━━ MATERIAL ━━

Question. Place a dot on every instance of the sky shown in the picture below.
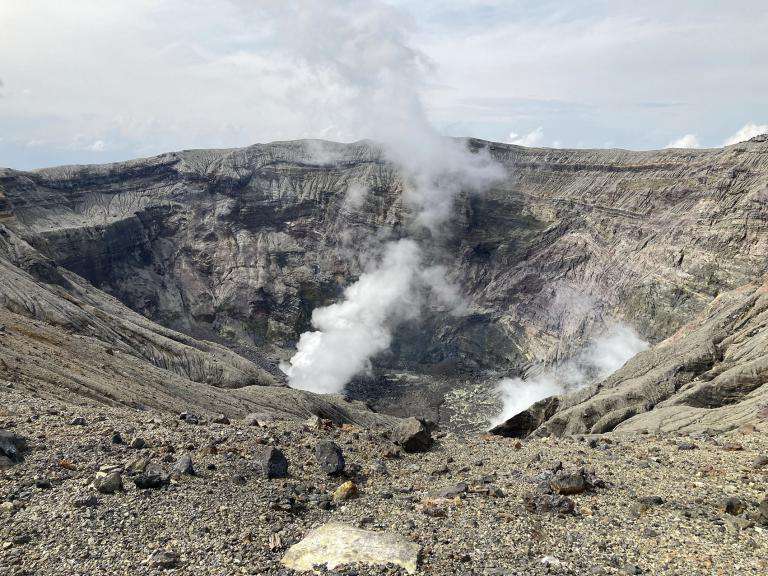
(92, 81)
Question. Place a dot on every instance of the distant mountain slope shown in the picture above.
(62, 338)
(239, 246)
(712, 374)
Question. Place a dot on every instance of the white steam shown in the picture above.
(367, 64)
(602, 357)
(748, 131)
(352, 331)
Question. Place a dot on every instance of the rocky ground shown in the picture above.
(613, 504)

━━━

Can you arrange all of the entries above as a numbered list, with blank lines dropped and the pictures left out?

SOLUTION BELOW:
1. Question. Place a dot on every instance of the sky shown in the picture below.
2. (92, 81)
3. Question. Place a dot on every instance of the distant mountain slope shown in the picture above.
4. (62, 338)
5. (239, 246)
6. (712, 374)
7. Question. Place a dot on every instance of the white steam shown in the picture above.
8. (367, 64)
9. (602, 357)
10. (748, 131)
11. (352, 331)
12. Question. Place a dot on every instance of the rocky ground shown in the picture above.
13. (613, 504)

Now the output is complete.